# Passage provided:

<<<<

Introduction to Solubility Rules

In this article, we’re going to teach you all about Solubility Rules. No discussion of solubility rules is complete without first understanding the notation associated with solubility analysis. Understanding solubility on a deep level requires us to view the topic from a particulate approach, which means we will have to discuss the Kinetic Molecular Theory in detail. This will help you understand how compounds become solvated, on a particle level. Once we understand that, there is no stopping us! Thermodynamics is next, with a general discussion about the effects of temperature on solubility. Then, the meat of this article: an in-depth discussion about the solubility equilibrium expression K_sp and what the AP® Exam will require of you. Finally, we will wrap up with a discussion of how inter molecular forces can affect the ability of compounds to become solvated!

Solubility Notation – Essential Knowledge 6.C.3.

There are some notations which you will probably be familiar with already that we must go over before continuing with this guide.

•  We sometimes abbreviate the word “precipitate” as “ppt”.

•  Solid particles can be designated as (s), i.e. NaCl_(s). In a solubility equation, this would equal the precipitate.

•  We define soluble products as those who can become solvated in water. In molecular notation this would be designated as (aq), which stands for “solvated in aqueous media”, i.e., Na⁺_(aq).

In general, the higher the temperature of a system the easier it is for compounds to become solubilized in solution. How come? Well, let us consider the system using the Kinetic Molecular Theory.

Total Energy of a System – Essential Knowledge 5.A.1.

Three terms define the total energy of any system.

{ E }_{ total } = KE + PE + U

The first term, kinetic energy (KE), governs the energy an object possesses based on its motion. Macroscopic objects like a moving car have a certain kinetic energy, and microscopic objects like gasses do too. Kinetic energy is a function of the momentum (p) of an object, and momentum is itself a function of the velocity (v) and mass (m) of an object. The greater the mass and the larger the velocity, the greater the momentum, and therefore the greater the kinetic energy. Don’t worry about the calculus; that is just a notation thing.

KE =\int { p } =\int { mv } =\frac { 1 }{ 2 } m{ v }^{ 2 }

The second term, potential energy (PE), is a composite function that describes the energy stored within the system based upon its external conditions. For example, a rock at the top of a mountain has a certain potential energy because it exists inside of a gravitational field, and this field gives it the potential to fall. Likewise, a charged ion (i.e. Na⁺) has a certain potential energy inside of an electric field. Anytime the word field is mentioned, you can assume that potential energy has something to play in it. Each external force field has its set of equations for potential energy, and we will not be going over them as we speak.

The final term, internal energy (U), is a thermodynamic function that encompasses all the energy associated with the bonds inside of a molecule. The internal energy of a system is affected anytime bonds are made or broken. Absorbing high-energy photons, which cause the electrons in an atom or molecule to jump to a higher-energy state, is also reflected by changes in the internal energy. There are also vibrational and rotational moments in multi-atomic molecules that contribute to the internal energy of a system. Intramolecular forces such as the electric dipole associated with the formation of polar covalent bonds or the magnetic dipole present in aromatic compounds are also classified under changes in internal energy since they are present regardless of external electric or magnetic fields.

>>>>

# Required work:
For each statement, say yes or no to whether it agrees with the solubility article, and quote the words from the article that decide it. 1. The word "precipitate" is sometimes abbreviated as "ppt." 2. A higher system temperature generally makes it harder for compounds to become solubilized. 3. Breaking bonds leaves the internal energy of a system unchanged. The material after this point is separate from the solubility article.

# Provided data:
<<<<

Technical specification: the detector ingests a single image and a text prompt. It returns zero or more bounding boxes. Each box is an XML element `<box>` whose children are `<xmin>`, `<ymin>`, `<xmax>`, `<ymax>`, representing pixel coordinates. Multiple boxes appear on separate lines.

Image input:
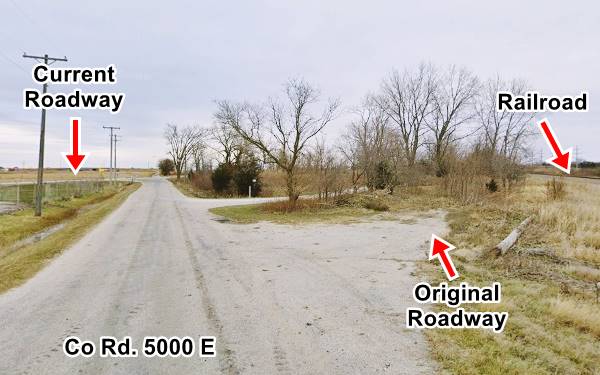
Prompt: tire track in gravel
<box><xmin>174</xmin><ymin>202</ymin><xmax>241</xmax><ymax>374</ymax></box>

>>>>

# Output of the task:
1. Yes: "We sometimes abbreviate the word “precipitate” as “ppt”."
2. No: "In general, the higher the temperature of a system the easier it is for compounds to become solubilized in solution."
3. No: "The internal energy of a system is affected anytime bonds are made or broken."